*** Data supplied

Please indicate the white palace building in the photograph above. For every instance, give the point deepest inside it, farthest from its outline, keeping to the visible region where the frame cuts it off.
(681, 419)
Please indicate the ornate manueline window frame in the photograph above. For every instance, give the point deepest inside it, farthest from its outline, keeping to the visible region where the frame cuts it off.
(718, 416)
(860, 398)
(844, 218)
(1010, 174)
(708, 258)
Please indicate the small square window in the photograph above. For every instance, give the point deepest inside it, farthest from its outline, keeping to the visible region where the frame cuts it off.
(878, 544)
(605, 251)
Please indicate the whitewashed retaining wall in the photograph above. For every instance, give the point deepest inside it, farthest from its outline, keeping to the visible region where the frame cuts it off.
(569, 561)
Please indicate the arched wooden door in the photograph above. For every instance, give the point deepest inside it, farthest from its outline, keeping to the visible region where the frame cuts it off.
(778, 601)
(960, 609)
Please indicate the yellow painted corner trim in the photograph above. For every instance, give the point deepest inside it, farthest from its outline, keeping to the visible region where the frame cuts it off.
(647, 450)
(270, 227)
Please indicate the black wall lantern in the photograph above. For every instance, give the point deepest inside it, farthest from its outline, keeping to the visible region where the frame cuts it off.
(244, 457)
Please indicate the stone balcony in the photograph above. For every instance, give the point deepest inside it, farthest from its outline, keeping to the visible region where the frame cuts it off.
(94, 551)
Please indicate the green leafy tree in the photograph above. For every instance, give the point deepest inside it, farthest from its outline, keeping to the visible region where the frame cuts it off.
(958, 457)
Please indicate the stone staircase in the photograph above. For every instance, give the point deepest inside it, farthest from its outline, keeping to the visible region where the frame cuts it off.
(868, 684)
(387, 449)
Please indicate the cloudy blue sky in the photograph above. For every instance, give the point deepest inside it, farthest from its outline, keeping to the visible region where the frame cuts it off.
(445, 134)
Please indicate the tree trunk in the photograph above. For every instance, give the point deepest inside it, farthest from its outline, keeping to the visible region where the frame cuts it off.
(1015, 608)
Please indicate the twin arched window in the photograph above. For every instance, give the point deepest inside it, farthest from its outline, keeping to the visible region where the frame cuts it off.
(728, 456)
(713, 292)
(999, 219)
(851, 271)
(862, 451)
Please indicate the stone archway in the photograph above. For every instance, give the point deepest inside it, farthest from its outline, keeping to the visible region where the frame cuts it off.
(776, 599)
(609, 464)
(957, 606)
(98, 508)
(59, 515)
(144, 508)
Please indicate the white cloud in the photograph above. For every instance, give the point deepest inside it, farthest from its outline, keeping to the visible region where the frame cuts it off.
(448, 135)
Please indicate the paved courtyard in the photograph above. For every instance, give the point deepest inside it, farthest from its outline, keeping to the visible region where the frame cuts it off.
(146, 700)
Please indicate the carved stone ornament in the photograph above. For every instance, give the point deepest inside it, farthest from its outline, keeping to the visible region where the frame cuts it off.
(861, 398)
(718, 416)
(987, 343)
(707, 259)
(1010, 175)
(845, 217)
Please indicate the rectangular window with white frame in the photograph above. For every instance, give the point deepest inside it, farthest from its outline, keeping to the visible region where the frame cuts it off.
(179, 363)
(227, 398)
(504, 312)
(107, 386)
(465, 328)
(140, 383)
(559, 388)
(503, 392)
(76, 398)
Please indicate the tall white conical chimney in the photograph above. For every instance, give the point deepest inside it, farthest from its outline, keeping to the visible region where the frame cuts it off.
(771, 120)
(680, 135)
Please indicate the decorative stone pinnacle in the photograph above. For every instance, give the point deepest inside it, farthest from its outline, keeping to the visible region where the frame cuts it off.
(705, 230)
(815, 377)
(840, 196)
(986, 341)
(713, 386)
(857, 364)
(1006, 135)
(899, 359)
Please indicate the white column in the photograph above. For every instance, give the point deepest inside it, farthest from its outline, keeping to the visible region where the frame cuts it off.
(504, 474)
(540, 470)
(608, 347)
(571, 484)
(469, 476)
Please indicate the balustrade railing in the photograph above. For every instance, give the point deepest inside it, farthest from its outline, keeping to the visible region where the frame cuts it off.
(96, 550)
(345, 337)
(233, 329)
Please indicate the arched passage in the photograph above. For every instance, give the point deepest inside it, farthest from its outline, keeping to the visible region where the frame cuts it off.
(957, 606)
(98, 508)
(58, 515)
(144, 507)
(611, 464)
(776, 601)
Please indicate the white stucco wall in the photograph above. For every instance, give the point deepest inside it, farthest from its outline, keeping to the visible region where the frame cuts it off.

******

Try it: With nothing left out, print the data above exactly.

Answer to this task:
Please indicate the white palace building in the photograph above. For every instance, give the point deepest inside it, farthest from its outline, keeping to the visible region where the frame cuts it off.
(681, 419)
Please indicate the ornate manueline window frame in the photograph above. For every instance, give the point deepest inside it, farthest from its outline, keeping to the visible region where the frame cuts it off.
(718, 416)
(860, 398)
(844, 218)
(1010, 174)
(708, 258)
Please indicate the small square window in the photograph above. For every instance, give the point deepest inside it, farthest from its outline, keeping to the visible region where the frame cuts it off.
(878, 544)
(605, 251)
Please indicate the whitewashed retaining wall in the photograph above. For every instance, give the point deepest inside it, farthest from its outline, keeping to the visible region where the frame cuts it off.
(569, 561)
Please indicate the arched wooden door in the photograph above. For every instance, give the point deepest inside it, farthest from its outline, keeping to the visible region where the frame cuts it off.
(778, 601)
(960, 609)
Please indicate the yellow painted corner trim in the photograph above. For every instance, give the point deepest inside it, farthest from its outline, keeping to the visible region where the frame cuts it off.
(647, 450)
(270, 227)
Please indicate the black wall lantern in the photograph above. For every instance, give the point deepest inside it, farthest from its outline, keeping to the visible region where the frame cuts it off.
(244, 457)
Please indicate the stone balcony in the photograph above. For every instance, give the point deepest inside it, farthest from its outline, keeping to the visible region where the frame cuts it off.
(94, 551)
Please indicate the green leafy tree in the photograph above. For every instance, give the point deepest inside it, farthest from its outline, keeping to the visible region where the frame cuts it off.
(958, 457)
Please indicate the stone staircase in the photograph above. For every instance, give the point deepest inside it, farthest from its outline, keeping to the visible region where the frame cuts it off.
(868, 684)
(387, 449)
Please indicate the cloudy blue sky in the photograph above. For every instance, give the point deepest inside it, farthest from its outline, keeping to the visible region where the frame cuts it off.
(445, 134)
Please indicate the tree trunk in the photograph above. For every instance, give the point deepest inside it, farthest from its outline, keeping to the visible region where the frame cuts it off.
(1015, 608)
Please indicate the twin arched window in the photograph above. For every instance, give the point deepest inside it, farthest from its outline, keeping to the visible region where the frame cuts it off.
(728, 456)
(713, 292)
(999, 219)
(851, 271)
(862, 451)
Please indicate the stone archway in the photograph above. For every instance, give the point deepest inside it, farthest from its outline, keeping to the visible region where the frame cuts it off.
(776, 599)
(609, 464)
(957, 606)
(98, 508)
(59, 515)
(144, 508)
Please indicate the white cloud in the photograph above. For every instance, give the point deepest inside it, farthest from its outline, keeping to the visible region where the frame cuts it off.
(448, 135)
Please indicate the paved courtyard in the photograph above. For every instance, give the point deepest inside it, farthest from its outline, keeping to the visible region where the frame cuts it off.
(146, 700)
Please indicate the carved stone ornament in the photograph above. For every instance, give the point deepest inside it, farthest from its outline, keeping to the visible region where the frame cuts it off.
(861, 398)
(718, 416)
(987, 343)
(707, 259)
(1010, 175)
(845, 217)
Please indicate the rectangular window with white frame in the photograph above. For every instance, give the point deepest inside it, farthest from its outline, keeping to the visible region where the frame cuts it off.
(179, 363)
(227, 398)
(504, 312)
(107, 386)
(465, 328)
(140, 383)
(559, 388)
(503, 392)
(76, 398)
Please indicate the tall white conical chimney in the photograph above. For every instance, give the point deepest inside it, farthest from its outline, keeping to the visible region where the frame cuts it off.
(771, 120)
(680, 135)
Please indicate the decorative stone pinnacle in the photograph above. For every instance, give the point deepest inside it, farthest from its outline, keeping to the visible region where the frame cuts it off.
(705, 230)
(815, 377)
(840, 196)
(986, 341)
(713, 386)
(857, 364)
(1006, 135)
(899, 359)
Please indicate the white column in the photograph above. For every instance, give the point deepest inside it, farthest from its outline, keeping to the visible region where the frame cuts it off.
(504, 474)
(540, 470)
(608, 347)
(571, 484)
(469, 476)
Please indicate the balustrade railing in the photograph above. For every instance, give the point deepest inside it, farthest from its outline, keeping to the visible region where the frame cuts it off.
(96, 550)
(345, 337)
(233, 329)
Please indicate the arched passage in the photograph above. For every instance, give the point deepest inside it, farthest from its outline, keeping to the visible region where the frame cuts it off.
(957, 606)
(98, 508)
(58, 515)
(144, 507)
(611, 464)
(776, 601)
Please indicate the white stucco wall in the photograph above. For every instance, give the point deepest inside it, farthest from its outline, keeping to the visible region where the frame cuts it off.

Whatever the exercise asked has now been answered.